| TEXTE FOURNI |
———

« Si nous ne sommes pas capables d'augmenter nos prix aujourd'hui, nous ne le serons jamais », déclare Marcel Garnier, P-dg des Transports Garnier (22). Un sentiment que partage l'ensemble des professionnels du secteur à l'heure des négociations tarifaires annuelles. Tous, ou au moins la plupart, tentent actuellement de « faire passer » une hausse de l'ordre de 3 % à 6 %. Le phénomène touche l'ensemble des secteurs d'activités. Norbert Dentressangle a annoncé le 13 octobre dernier son intention de « lancer une relavorisation moyenne de 4 % ». Exel Logistics (transport frigorifique) a décidé d'augmenter ses tarifs de 5 % à compter du 1er décembre. Bouquerod mise sur une hausse de 5 % à 6 % en transport de lots et d'environ 3 % en messagerie. Pour obtenir gain de cause, les transporteurs disposent cette année d'arguments de poids.
La flambée des coûts. D'abord celui des coûts de revient, qui ont augmenté de 4 % depuis janvier dernier selon les calculs du Comité National Routier (cf. L'OT 2048). Hausse que la Fédération Nationale des Transports Routiers (FNTR), la Fédération des entreprises de Transport et Logistique de France (TLF) et l'Unostra ont estimé « sans précédent ». Dans un communiqué commun du 12 octobre, les trois organisations ont souligné que « la marge des entreprises de transport est trop faible pour leur permettre d'absorber une telle dérive sans mettre en danger leur pérennité et la qualité de service dont bénéficie l'économie toute entière ». En clair : la hausse des coûts doit être supportée par les chargeurs. Ceux-ci ne sont évidemment pas prêts à l'accepter sans négocier. La hausse des coûts de revient est en partie liée à la revalorisation des salaires des personnels de conduite (+4,4% en longue distance et +6,8 % en régional) intervenue le 1er octobre dernier Un élément que « certains chargeurs considèrent comme très subjectif dans la mesure où rien ne garantit que les transporteurs qui prétendent le répercuter sur leurs prix l'appliquent effectivement », souligne Didier Léandri, chargé des transports terrestres à l'Association des Utilisateurs de Transport de Fret (AUTF). Celui-ci précise néanmoins que ses propos ne traduisent qu'« une tendance très générale » sur un dossier particu- lièrement « sensible et cachant des situations extrêmement variés ». « Ceux qui collent au contrat de progrès le paient très cher. Ceux qui ne le respectent pas ont davantage tendance à casser les prix qu'à augmenter leur marge en s'appuyant sur ces coûts fictifs pour eux », note Jean-Charles Grosdidier, P-dg des Transports Grosdidier (39).
La loi du marché. Autre élément à l'origine de la hausse des coûts de revient : la flambée du prix du gazole (+17,8%). Un facteur qui, selon l'AUTF, est plus « objectif » que le surcoût social et devrait être plus facilement pris en compte lors des négociations tarifaires. « Beaucoup de nos clients y sont sensibles », confirment les transporteurs. Certains se seraient toutefois entendu répondre qu'une baisse du gazole étant possible en janvier, il serait bon d'attendre cette échéance avant d'envisager une revalorisation de leurs tarifs sur cette base.

———

| DONNÉES AFFICHÉES |
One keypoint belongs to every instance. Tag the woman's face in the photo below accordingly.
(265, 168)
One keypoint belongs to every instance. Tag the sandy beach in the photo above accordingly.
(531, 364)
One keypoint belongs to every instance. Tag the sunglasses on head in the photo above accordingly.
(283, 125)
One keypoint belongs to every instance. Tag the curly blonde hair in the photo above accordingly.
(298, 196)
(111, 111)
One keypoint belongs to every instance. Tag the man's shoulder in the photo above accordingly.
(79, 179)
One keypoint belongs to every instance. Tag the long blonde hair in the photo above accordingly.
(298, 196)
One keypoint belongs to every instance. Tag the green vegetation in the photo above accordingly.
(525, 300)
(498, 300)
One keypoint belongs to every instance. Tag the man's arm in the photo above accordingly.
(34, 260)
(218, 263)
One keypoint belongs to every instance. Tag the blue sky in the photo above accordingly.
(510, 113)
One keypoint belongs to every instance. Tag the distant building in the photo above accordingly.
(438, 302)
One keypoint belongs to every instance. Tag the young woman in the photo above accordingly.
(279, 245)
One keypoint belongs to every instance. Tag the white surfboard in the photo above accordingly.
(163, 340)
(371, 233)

———

| EXERCICES |
**A)** Relevez dans le texte sur les hausses tarifaires du transport routier tous les organismes nommés qui ne sont ni des entreprises ni des publications.
**B)** Dans le texte sur les hausses tarifaires du transport routier, reprenez la partie qui s'ouvre sur les mots contenant « La loi du marché. » et se ferme sur « sur cette base. », en substituant « diesel » à « gazole ».
**C)** Poursuivez le texte sur les hausses tarifaires du transport routier à partir de l'endroit où il s'arrête.

| RÉPONSES PAR EXERCICE |
**A)**
- Comité National Routier
- Fédération Nationale des Transports Routiers (FNTR)
- Fédération des entreprises de Transport et Logistique de France (TLF)
- Unostra
- Association des Utilisateurs de Transport de Fret (AUTF)

**B)**
La loi du marché. Autre élément à l'origine de la hausse des coûts de revient : la flambée du prix du diesel (+17,8%). Un facteur qui, selon l'AUTF, est plus « objectif » que le surcoût social et devrait être plus facilement pris en compte lors des négociations tarifaires. « Beaucoup de nos clients y sont sensibles », confirment les transporteurs. Certains se seraient toutefois entendu répondre qu'une baisse du diesel étant possible en janvier, il serait bon d'attendre cette échéance avant d'envisager une revalorisation de leurs tarifs sur cette base.

**C)**
Des données encore plus objectives viennent à l'appui des revendications des transporteurs : une conjoncture économique particulièrement bonne et offrant des perspectives encore meilleures avec une consommation en hausse de 3,6 % entre août 1998 et août 1999. Les ripailles prévues pour l'année 2000 devraient encore doper l'activité. Dans un tel contexte, les volumes transportés par route gonflent : plus 8 % au premier semestre 1999. Les chiffres du troisième trimestre ne sont pas encore disponibles, mais devraient atteindre des pics à en croire les transporteurs. Ceux-ci ont enregistré, dès cet été, des pointes d'activité complètement inattendues et qui ne sont pas redescendues cet automne. Le phénomène continue de les intriguer : « Dans certains cas, on peut soupçonner les industriels et distributeurs de se constituer des pré-stocks en prévision du rush de fin d'année. Mais, ce n'est pas la seule explication : on nous demande aussi de transporter des tonnes de produits dont la date limite de consommation ne va pas jusqu'à la fin décembre », constate Patrick Lahaye, P-dg des Transports Lahaye (35).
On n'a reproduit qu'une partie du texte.